● What is expected
Tally the lines of the material that contain the string "bistro", and reply with only that number.

● Information given
━━━
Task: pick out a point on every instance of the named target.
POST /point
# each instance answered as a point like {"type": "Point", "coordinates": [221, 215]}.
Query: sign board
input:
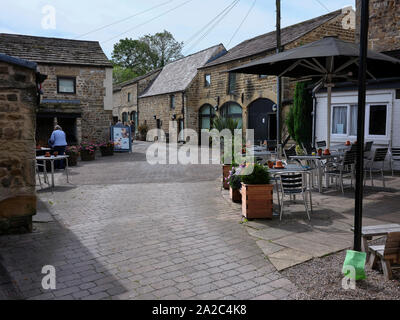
{"type": "Point", "coordinates": [121, 136]}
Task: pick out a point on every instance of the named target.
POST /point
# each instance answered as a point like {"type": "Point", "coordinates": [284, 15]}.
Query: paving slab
{"type": "Point", "coordinates": [287, 258]}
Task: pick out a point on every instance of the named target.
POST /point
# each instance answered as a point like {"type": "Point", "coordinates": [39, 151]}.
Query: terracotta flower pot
{"type": "Point", "coordinates": [72, 160]}
{"type": "Point", "coordinates": [257, 201]}
{"type": "Point", "coordinates": [225, 174]}
{"type": "Point", "coordinates": [235, 195]}
{"type": "Point", "coordinates": [87, 156]}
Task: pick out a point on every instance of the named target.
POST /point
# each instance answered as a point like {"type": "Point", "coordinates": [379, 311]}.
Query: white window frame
{"type": "Point", "coordinates": [341, 137]}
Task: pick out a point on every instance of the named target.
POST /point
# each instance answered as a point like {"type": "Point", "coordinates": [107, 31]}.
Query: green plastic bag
{"type": "Point", "coordinates": [354, 265]}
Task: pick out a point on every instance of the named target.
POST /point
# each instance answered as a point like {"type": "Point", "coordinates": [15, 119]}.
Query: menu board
{"type": "Point", "coordinates": [121, 136]}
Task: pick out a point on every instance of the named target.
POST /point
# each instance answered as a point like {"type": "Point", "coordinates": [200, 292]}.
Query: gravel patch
{"type": "Point", "coordinates": [321, 279]}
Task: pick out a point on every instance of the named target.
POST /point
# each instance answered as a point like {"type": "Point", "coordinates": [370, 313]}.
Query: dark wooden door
{"type": "Point", "coordinates": [259, 119]}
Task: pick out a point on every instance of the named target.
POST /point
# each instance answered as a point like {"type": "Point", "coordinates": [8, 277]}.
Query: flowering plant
{"type": "Point", "coordinates": [109, 144]}
{"type": "Point", "coordinates": [88, 147]}
{"type": "Point", "coordinates": [72, 150]}
{"type": "Point", "coordinates": [234, 180]}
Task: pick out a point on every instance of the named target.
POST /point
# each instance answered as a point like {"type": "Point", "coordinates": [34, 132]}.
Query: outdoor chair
{"type": "Point", "coordinates": [45, 178]}
{"type": "Point", "coordinates": [379, 157]}
{"type": "Point", "coordinates": [342, 169]}
{"type": "Point", "coordinates": [289, 153]}
{"type": "Point", "coordinates": [321, 144]}
{"type": "Point", "coordinates": [291, 185]}
{"type": "Point", "coordinates": [388, 254]}
{"type": "Point", "coordinates": [394, 157]}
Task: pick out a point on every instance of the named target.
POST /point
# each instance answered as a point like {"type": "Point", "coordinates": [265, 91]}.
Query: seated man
{"type": "Point", "coordinates": [58, 143]}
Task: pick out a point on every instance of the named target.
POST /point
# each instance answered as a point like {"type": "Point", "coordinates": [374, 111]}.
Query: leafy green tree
{"type": "Point", "coordinates": [121, 74]}
{"type": "Point", "coordinates": [134, 58]}
{"type": "Point", "coordinates": [299, 119]}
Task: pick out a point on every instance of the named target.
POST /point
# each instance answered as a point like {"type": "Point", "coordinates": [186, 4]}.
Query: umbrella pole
{"type": "Point", "coordinates": [361, 125]}
{"type": "Point", "coordinates": [329, 116]}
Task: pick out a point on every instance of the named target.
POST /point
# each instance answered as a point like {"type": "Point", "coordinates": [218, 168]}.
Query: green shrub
{"type": "Point", "coordinates": [255, 174]}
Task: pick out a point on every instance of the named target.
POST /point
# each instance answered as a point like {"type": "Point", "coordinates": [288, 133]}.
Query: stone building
{"type": "Point", "coordinates": [126, 97]}
{"type": "Point", "coordinates": [78, 91]}
{"type": "Point", "coordinates": [250, 98]}
{"type": "Point", "coordinates": [18, 101]}
{"type": "Point", "coordinates": [382, 111]}
{"type": "Point", "coordinates": [173, 95]}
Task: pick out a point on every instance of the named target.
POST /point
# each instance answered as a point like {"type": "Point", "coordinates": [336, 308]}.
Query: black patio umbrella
{"type": "Point", "coordinates": [328, 60]}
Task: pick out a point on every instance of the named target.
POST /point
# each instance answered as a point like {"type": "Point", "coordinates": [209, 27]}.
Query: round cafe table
{"type": "Point", "coordinates": [52, 159]}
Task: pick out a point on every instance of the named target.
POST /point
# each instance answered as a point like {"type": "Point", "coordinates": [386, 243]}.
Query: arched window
{"type": "Point", "coordinates": [206, 116]}
{"type": "Point", "coordinates": [232, 110]}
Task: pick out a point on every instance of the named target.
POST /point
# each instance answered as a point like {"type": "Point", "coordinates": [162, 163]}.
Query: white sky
{"type": "Point", "coordinates": [77, 17]}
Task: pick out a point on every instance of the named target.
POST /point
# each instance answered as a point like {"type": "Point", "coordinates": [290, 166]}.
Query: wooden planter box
{"type": "Point", "coordinates": [88, 156]}
{"type": "Point", "coordinates": [107, 151]}
{"type": "Point", "coordinates": [257, 201]}
{"type": "Point", "coordinates": [225, 173]}
{"type": "Point", "coordinates": [236, 196]}
{"type": "Point", "coordinates": [73, 160]}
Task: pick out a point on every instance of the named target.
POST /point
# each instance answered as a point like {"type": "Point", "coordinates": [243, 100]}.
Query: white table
{"type": "Point", "coordinates": [52, 159]}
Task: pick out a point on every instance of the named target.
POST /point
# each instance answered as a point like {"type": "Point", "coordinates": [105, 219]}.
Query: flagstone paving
{"type": "Point", "coordinates": [127, 230]}
{"type": "Point", "coordinates": [295, 240]}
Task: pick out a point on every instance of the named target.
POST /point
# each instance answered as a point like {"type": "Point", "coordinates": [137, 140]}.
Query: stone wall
{"type": "Point", "coordinates": [17, 148]}
{"type": "Point", "coordinates": [384, 24]}
{"type": "Point", "coordinates": [248, 87]}
{"type": "Point", "coordinates": [90, 91]}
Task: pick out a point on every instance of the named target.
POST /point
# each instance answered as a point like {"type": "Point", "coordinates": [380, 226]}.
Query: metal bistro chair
{"type": "Point", "coordinates": [321, 144]}
{"type": "Point", "coordinates": [379, 157]}
{"type": "Point", "coordinates": [394, 157]}
{"type": "Point", "coordinates": [45, 177]}
{"type": "Point", "coordinates": [293, 184]}
{"type": "Point", "coordinates": [342, 169]}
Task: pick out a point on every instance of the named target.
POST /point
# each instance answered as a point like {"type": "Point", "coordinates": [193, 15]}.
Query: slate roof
{"type": "Point", "coordinates": [18, 62]}
{"type": "Point", "coordinates": [53, 50]}
{"type": "Point", "coordinates": [176, 76]}
{"type": "Point", "coordinates": [121, 85]}
{"type": "Point", "coordinates": [267, 42]}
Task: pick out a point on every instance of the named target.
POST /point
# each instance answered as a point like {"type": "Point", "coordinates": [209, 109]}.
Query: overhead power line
{"type": "Point", "coordinates": [211, 28]}
{"type": "Point", "coordinates": [322, 5]}
{"type": "Point", "coordinates": [241, 24]}
{"type": "Point", "coordinates": [207, 25]}
{"type": "Point", "coordinates": [124, 19]}
{"type": "Point", "coordinates": [148, 21]}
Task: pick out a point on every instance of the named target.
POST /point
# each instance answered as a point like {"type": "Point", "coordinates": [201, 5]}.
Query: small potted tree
{"type": "Point", "coordinates": [107, 149]}
{"type": "Point", "coordinates": [143, 129]}
{"type": "Point", "coordinates": [257, 192]}
{"type": "Point", "coordinates": [73, 153]}
{"type": "Point", "coordinates": [87, 151]}
{"type": "Point", "coordinates": [235, 184]}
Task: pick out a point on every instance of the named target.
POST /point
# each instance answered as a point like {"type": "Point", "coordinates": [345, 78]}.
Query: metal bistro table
{"type": "Point", "coordinates": [368, 232]}
{"type": "Point", "coordinates": [290, 168]}
{"type": "Point", "coordinates": [318, 161]}
{"type": "Point", "coordinates": [52, 159]}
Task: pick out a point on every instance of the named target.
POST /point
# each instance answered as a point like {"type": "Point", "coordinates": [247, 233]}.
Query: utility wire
{"type": "Point", "coordinates": [211, 28]}
{"type": "Point", "coordinates": [240, 25]}
{"type": "Point", "coordinates": [185, 43]}
{"type": "Point", "coordinates": [125, 19]}
{"type": "Point", "coordinates": [322, 5]}
{"type": "Point", "coordinates": [148, 21]}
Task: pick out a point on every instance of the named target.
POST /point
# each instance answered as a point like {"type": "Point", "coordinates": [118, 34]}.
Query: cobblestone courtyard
{"type": "Point", "coordinates": [127, 230]}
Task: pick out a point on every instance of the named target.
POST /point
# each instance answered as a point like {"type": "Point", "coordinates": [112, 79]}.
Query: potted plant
{"type": "Point", "coordinates": [87, 151]}
{"type": "Point", "coordinates": [73, 153]}
{"type": "Point", "coordinates": [257, 192]}
{"type": "Point", "coordinates": [235, 184]}
{"type": "Point", "coordinates": [143, 129]}
{"type": "Point", "coordinates": [107, 149]}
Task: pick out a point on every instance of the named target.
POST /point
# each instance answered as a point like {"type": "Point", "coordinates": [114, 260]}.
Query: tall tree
{"type": "Point", "coordinates": [137, 57]}
{"type": "Point", "coordinates": [164, 48]}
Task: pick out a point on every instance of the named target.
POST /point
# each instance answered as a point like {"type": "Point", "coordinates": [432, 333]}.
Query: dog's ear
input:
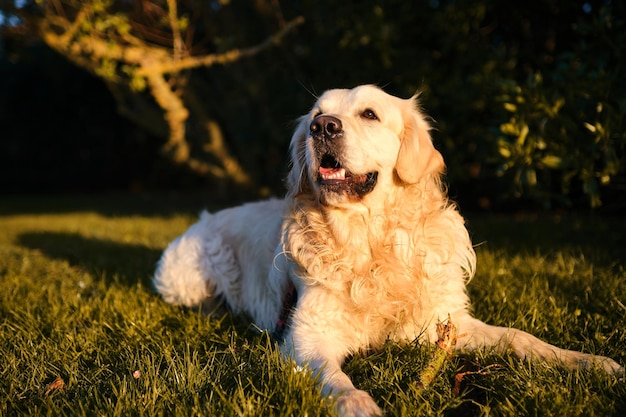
━━━
● Task answer
2